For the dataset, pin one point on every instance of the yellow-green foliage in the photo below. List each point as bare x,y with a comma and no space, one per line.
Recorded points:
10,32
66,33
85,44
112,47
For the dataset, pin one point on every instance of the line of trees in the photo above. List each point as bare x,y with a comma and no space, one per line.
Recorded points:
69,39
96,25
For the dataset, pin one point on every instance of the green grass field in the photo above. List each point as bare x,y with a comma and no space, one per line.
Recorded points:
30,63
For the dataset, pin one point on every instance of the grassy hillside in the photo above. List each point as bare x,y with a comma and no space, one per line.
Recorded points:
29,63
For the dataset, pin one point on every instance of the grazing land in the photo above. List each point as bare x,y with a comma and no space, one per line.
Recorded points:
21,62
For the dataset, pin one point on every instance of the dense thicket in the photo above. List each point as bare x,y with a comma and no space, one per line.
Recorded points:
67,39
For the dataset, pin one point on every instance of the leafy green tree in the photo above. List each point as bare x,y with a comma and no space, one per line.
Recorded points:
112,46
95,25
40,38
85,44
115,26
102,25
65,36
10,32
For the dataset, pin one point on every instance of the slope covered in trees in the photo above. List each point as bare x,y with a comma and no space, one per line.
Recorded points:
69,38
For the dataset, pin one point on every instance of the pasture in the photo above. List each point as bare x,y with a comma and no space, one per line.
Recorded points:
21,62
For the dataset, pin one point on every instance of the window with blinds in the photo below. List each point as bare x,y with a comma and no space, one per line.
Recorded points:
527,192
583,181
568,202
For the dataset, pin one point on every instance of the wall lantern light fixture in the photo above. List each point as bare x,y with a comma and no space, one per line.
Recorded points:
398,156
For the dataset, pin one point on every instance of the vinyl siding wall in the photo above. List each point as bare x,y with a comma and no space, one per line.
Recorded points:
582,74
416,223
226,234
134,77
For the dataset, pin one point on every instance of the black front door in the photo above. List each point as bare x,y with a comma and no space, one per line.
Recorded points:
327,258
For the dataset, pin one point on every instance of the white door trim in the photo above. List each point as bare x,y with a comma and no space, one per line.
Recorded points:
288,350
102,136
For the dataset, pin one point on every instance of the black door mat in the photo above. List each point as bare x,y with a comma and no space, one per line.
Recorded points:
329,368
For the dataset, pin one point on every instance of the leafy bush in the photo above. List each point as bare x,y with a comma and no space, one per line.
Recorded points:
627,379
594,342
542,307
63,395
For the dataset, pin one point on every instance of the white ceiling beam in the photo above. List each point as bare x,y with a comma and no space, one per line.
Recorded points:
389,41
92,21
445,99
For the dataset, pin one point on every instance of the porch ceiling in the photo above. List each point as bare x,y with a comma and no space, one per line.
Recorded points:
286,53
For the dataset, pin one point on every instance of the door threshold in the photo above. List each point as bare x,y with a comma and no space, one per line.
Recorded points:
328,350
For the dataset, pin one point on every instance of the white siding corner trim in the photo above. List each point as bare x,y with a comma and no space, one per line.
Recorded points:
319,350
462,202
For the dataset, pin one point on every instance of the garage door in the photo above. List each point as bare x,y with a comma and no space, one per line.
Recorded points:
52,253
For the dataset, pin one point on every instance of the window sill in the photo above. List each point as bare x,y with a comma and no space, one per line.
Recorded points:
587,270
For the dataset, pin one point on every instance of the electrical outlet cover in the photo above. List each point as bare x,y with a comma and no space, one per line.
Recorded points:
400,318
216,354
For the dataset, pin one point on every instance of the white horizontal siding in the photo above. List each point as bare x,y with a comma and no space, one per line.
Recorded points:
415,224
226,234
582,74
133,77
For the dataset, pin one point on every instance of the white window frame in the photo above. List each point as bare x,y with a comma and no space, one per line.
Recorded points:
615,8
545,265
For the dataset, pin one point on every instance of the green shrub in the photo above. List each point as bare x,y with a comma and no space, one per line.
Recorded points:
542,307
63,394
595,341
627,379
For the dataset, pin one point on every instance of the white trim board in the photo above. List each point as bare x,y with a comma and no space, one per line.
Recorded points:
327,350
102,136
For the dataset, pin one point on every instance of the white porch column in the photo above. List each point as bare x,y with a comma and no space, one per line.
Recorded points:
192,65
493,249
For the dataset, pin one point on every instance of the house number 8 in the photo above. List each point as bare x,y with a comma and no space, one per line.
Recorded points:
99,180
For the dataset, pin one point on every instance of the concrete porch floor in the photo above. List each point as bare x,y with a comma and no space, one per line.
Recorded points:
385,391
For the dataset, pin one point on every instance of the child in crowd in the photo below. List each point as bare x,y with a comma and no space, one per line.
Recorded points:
☆ ☆ ☆ ☆ ☆ ☆ ☆
## PROBLEM STATEMENT
Once more, set down the full listing, verbatim.

## COMPLETED TASK
For the dataset, pin one point on every instance of the yellow-green foliage in the photo below. List each point as bare x,y with a comma and no space, one per line.
Recorded points:
10,32
66,33
85,44
112,47
For the dataset, pin one point on every instance of the line of trees in the photo above. List each point as bare x,y with a comma and no space, one per line.
Recorded points:
69,39
96,25
For the dataset, pin one point on every instance of the green grass field in the photo above. List each point as bare x,y with a comma and no space, one per line.
Recorded points:
30,63
For the dataset, pin one point on every instance of the grassy hillside in the photo above. List each point as bare x,y with a comma and no space, one per line.
Recorded points:
29,63
For the dataset, pin one point on every instance of the grazing land in the photo above. List each point as bare x,y with a comma and no space, one per line.
Recorded points:
21,62
For the dataset, pin one point on every instance of the dense thicket in the photo above. List each point as bare x,y with a comma and no space, one per line.
Recorded points:
67,39
For the dataset, pin one point on every instance of the leafy green tree in the photo above. List each point as bare x,y with a comma and no space, one per line.
Recorded points:
112,46
95,25
40,38
85,44
115,26
102,25
65,36
10,32
For the dataset, pin one point on every instance of the slope covered in trees in the photo above. List each point as bare x,y with a comma and no space, one per line.
Recorded points:
69,38
For the dataset, pin one point on every instance of the pasture in the photo above. List each point as bare x,y with a comma and no space, one per line.
Recorded points:
21,62
For the dataset, pin one point on every instance of the window with blinds in the photo below. List each point as bare x,y with a comma and no space, one per line.
Recorded points:
527,192
583,181
568,202
For the dataset, pin one point on every instance of the wall lantern light fixture in the photo above. List each point as bare x,y with a comma and no space, one per line.
Recorded points:
398,156
For the dataset, pin one point on every instance of the vinyl siding wall in the photo above. List each point as bare x,y with a comma and no space, one per line.
Recorded points:
582,74
416,223
226,234
134,77
For the dataset, pin one point on every instance of the black front door in the photo above. List each point as bare x,y with a comma and no space, one per line.
Recorded points:
327,258
For the dataset, pin one point on every instance of the white door trim in the photo above. List each point as bare x,y with a comma and no space, one per line.
Recorded points:
288,350
102,136
For the dataset, pin one point on every instance of the black door mat in the photo above. List each point as bare x,y with a comma and no space, one per line.
Recorded points:
329,368
For the dataset, pin one point on every instance of the leafy bush in the photo above. List each point as bare x,y with a comma and no space, one per line.
Recorded points:
627,379
594,342
542,307
63,395
For the dataset, pin one point on every instance of the white ceiling beam in the photo above. List each point as bare x,y with a comma and no space, one per line.
Recorded points:
389,41
92,21
445,99
For the dataset, pin one point on every instance of the porch ceiling in the photo above. List each point as bare x,y with a comma and no space, one per line.
Recorded points:
286,53
For the dataset, pin one point on every instance of the door threshold in the photo above. List each point as bare x,y with a comma and no space, one per line.
Recorded points:
328,350
For the dataset, pin one point on every instance of the white siding corner trim in the photo above. List each point as bare x,y with a comma and no space, one per line.
Recorded points:
319,350
462,202
For the dataset, pin one point on every instance of the garage door in the photo above. List each point as bare x,y with a comma and no space, one per line.
Recorded points:
52,253
For the dataset, pin one point on every instance of the window sill in the photo above. List each point as bare x,y with a comma and no space, one per line.
Recorded points:
587,270
For the dataset, pin one point on every instance of the electrical outlet cover in the photo above. List each point as bare x,y with a comma and no space, one per line.
Recorded points:
400,318
216,354
For the dataset, pin one point on every instance of the white horizontal siding in the photo above. List each point as bare x,y with a comma and no space, one per line.
Recorded points:
415,224
226,234
582,74
133,77
For the dataset, pin one point on every instance of the white window frame in the photo above. List each point as bare x,y with a comma and no space, one per line.
Recorded points:
615,8
545,265
For the dataset, pin one point on every instance of the green shrub in the photo above. List each point as bare x,y with a comma and no space, one per line.
Recorded points:
542,307
63,394
595,341
627,379
For the dataset, pin one point on every instance of the white trim board in the photo above. List each point as bare x,y with a comma and no space, one per line.
Recorded points:
327,350
102,136
For the dataset, pin one point on every instance of the white porch column in the photo above. List each point as bare x,y with a comma and no space, one per line.
Recorded points:
192,65
493,249
For the dataset, pin one point on every instance of the house number 8 in the photo above. List each point as bare x,y with a comma and no space, one per line.
Recorded points:
99,180
For the dataset, pin one point on every instance of the concrete porch floor in the photo above. List each point as bare x,y with a comma and no space, one per line.
Recorded points:
385,391
For the dataset, pin one point on every instance of the child in crowd in the photo below. List each point as bare x,y with a comma and no space, one per line.
Recorded points:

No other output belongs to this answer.